### PROBLEM DETAILS
Each record must appear in the answer exactly as given.

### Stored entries
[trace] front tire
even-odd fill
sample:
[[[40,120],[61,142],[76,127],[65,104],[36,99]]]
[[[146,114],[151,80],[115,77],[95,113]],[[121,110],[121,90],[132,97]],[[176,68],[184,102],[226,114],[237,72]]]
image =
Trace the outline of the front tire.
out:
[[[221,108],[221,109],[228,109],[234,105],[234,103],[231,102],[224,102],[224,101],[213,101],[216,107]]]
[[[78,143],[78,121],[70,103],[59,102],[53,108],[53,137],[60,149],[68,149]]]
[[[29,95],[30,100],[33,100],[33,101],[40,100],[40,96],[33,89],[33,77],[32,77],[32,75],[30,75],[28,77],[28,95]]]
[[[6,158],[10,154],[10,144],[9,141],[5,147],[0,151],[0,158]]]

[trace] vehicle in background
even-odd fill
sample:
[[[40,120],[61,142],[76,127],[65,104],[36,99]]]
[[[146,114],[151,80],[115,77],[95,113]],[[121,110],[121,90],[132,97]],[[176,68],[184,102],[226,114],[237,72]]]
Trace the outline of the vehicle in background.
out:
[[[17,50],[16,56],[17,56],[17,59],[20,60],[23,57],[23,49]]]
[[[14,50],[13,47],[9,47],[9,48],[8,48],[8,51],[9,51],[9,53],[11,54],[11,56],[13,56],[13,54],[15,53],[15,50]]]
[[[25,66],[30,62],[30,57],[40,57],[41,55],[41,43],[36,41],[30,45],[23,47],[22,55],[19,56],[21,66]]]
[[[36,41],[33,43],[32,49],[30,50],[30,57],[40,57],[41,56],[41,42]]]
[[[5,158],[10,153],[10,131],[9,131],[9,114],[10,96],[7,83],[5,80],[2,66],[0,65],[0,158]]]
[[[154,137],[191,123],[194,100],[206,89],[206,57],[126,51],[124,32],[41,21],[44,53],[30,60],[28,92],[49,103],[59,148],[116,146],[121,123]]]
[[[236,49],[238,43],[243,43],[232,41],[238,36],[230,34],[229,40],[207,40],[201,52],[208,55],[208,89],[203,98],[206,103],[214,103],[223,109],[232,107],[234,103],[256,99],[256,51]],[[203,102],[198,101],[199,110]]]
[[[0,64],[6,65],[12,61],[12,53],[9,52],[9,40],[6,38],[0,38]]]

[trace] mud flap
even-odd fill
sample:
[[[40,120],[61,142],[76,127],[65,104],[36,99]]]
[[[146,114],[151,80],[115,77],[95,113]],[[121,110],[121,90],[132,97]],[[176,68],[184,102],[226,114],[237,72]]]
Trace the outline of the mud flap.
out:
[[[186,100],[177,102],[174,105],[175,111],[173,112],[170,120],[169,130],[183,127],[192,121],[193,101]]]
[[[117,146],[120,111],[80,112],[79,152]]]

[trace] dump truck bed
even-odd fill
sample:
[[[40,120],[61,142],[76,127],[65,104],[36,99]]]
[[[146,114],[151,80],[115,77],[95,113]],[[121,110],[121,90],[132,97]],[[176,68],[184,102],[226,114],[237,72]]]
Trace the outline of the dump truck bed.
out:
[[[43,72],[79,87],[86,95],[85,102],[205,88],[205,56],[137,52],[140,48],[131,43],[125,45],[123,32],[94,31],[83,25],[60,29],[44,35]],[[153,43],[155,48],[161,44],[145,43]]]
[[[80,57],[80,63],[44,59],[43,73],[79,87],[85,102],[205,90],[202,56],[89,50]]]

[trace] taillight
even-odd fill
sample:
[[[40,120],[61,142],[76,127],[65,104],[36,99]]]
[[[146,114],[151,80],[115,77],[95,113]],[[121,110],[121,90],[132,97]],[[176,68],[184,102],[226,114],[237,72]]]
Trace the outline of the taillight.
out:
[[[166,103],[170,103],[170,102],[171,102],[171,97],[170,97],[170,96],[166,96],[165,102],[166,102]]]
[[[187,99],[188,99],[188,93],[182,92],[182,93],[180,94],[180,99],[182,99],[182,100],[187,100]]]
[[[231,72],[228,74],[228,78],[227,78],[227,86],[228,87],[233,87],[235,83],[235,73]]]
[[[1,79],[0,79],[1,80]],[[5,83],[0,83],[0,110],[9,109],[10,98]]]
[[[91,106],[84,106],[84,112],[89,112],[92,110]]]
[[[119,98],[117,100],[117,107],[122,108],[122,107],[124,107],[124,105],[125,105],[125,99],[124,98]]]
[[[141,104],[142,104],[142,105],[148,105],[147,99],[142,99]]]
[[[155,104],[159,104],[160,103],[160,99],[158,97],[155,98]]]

### RESULT FOR THIS TASK
[trace] front tire
even-odd fill
sample:
[[[40,120],[61,142],[76,127],[65,104],[36,99]]]
[[[146,114],[151,80],[115,77],[95,113]],[[121,110],[121,90],[132,97]],[[176,68],[184,102],[226,114],[237,72]]]
image =
Trace the outline of the front tire.
out:
[[[221,108],[221,109],[228,109],[234,105],[234,103],[231,102],[224,102],[224,101],[213,101],[216,107]]]
[[[78,143],[78,121],[70,103],[59,102],[53,108],[53,137],[60,149],[68,149]]]
[[[29,95],[30,100],[33,100],[33,101],[40,100],[40,96],[33,89],[33,77],[32,77],[32,75],[30,75],[28,77],[28,95]]]
[[[6,158],[10,154],[10,144],[9,141],[5,147],[0,151],[0,158]]]

[trace] vehicle in background
even-odd fill
sample:
[[[40,120],[61,142],[76,127],[65,104],[36,99]]]
[[[146,114],[151,80],[115,77],[95,113]],[[121,110],[121,90],[132,97]],[[176,68],[184,102],[226,114],[237,72]]]
Trace the outline of the vehicle in background.
out:
[[[17,50],[16,56],[17,56],[17,59],[20,60],[23,57],[23,49]]]
[[[14,50],[13,47],[9,47],[9,48],[8,48],[8,51],[9,51],[9,53],[11,54],[11,56],[13,56],[13,54],[15,53],[15,50]]]
[[[25,66],[30,62],[30,57],[40,57],[41,55],[41,43],[36,41],[30,45],[23,47],[22,55],[19,56],[21,66]]]
[[[36,41],[33,43],[32,49],[30,50],[30,57],[40,57],[41,56],[41,42]]]
[[[5,158],[10,153],[10,131],[9,131],[9,114],[10,96],[7,83],[5,80],[2,66],[0,65],[0,158]]]
[[[154,137],[191,123],[194,100],[206,89],[206,57],[126,51],[124,32],[41,21],[44,53],[30,60],[28,92],[49,103],[59,148],[116,146],[121,123]]]
[[[236,49],[238,43],[243,43],[232,41],[238,36],[230,34],[229,40],[207,40],[201,52],[208,55],[208,89],[203,98],[206,103],[214,103],[223,109],[232,107],[234,103],[256,99],[256,51]],[[203,102],[198,101],[199,110]]]
[[[0,64],[6,65],[12,61],[12,53],[9,52],[9,40],[6,38],[0,38]]]

[trace] mud flap
even-odd fill
sample:
[[[40,120],[61,142],[76,127],[65,104],[36,99]]]
[[[146,114],[151,80],[115,77],[95,113]],[[121,110],[121,90],[132,97]],[[176,68],[184,102],[226,114],[237,72]]]
Trace the outline of the mud flap.
out:
[[[186,100],[177,102],[174,105],[175,111],[173,112],[170,120],[169,130],[183,127],[192,121],[193,101]]]
[[[117,146],[120,111],[80,112],[79,152]]]

[trace] dump truck bed
even-odd fill
sample:
[[[40,120],[61,142],[76,127],[65,104],[36,99]]]
[[[146,114],[151,80],[115,77],[95,113]],[[121,110],[121,90],[132,97]],[[176,68],[184,102],[226,114],[237,72]]]
Trace the outline of the dump truck bed.
out:
[[[43,72],[79,87],[86,95],[85,102],[205,88],[205,56],[137,52],[140,48],[131,43],[125,45],[123,32],[94,31],[83,25],[60,29],[44,35]],[[153,43],[155,48],[161,44],[145,43]]]
[[[80,57],[80,63],[44,59],[43,73],[79,87],[85,102],[205,90],[202,56],[89,50]]]

[trace] taillight
even-odd fill
sample:
[[[40,120],[61,142],[76,127],[65,104],[36,99]]]
[[[146,114],[151,80],[115,77],[95,113]],[[121,110],[121,90],[132,97]],[[176,68],[184,102],[226,114],[237,72]]]
Trace the outline of the taillight.
out:
[[[166,103],[170,103],[170,102],[171,102],[171,97],[170,97],[170,96],[166,96],[165,102],[166,102]]]
[[[187,99],[188,99],[188,93],[182,92],[182,93],[180,94],[180,99],[182,99],[182,100],[187,100]]]
[[[231,72],[228,74],[228,78],[227,78],[227,86],[228,87],[233,87],[235,83],[235,73]]]
[[[1,79],[0,79],[1,80]],[[5,83],[0,83],[0,110],[9,109],[10,98]]]
[[[91,106],[84,106],[84,112],[89,112],[92,110]]]
[[[119,98],[117,100],[117,107],[122,108],[122,107],[124,107],[124,105],[125,105],[125,99],[124,98]]]
[[[141,104],[142,104],[142,105],[148,105],[147,99],[142,99]]]
[[[155,104],[159,104],[160,103],[160,99],[158,97],[155,98]]]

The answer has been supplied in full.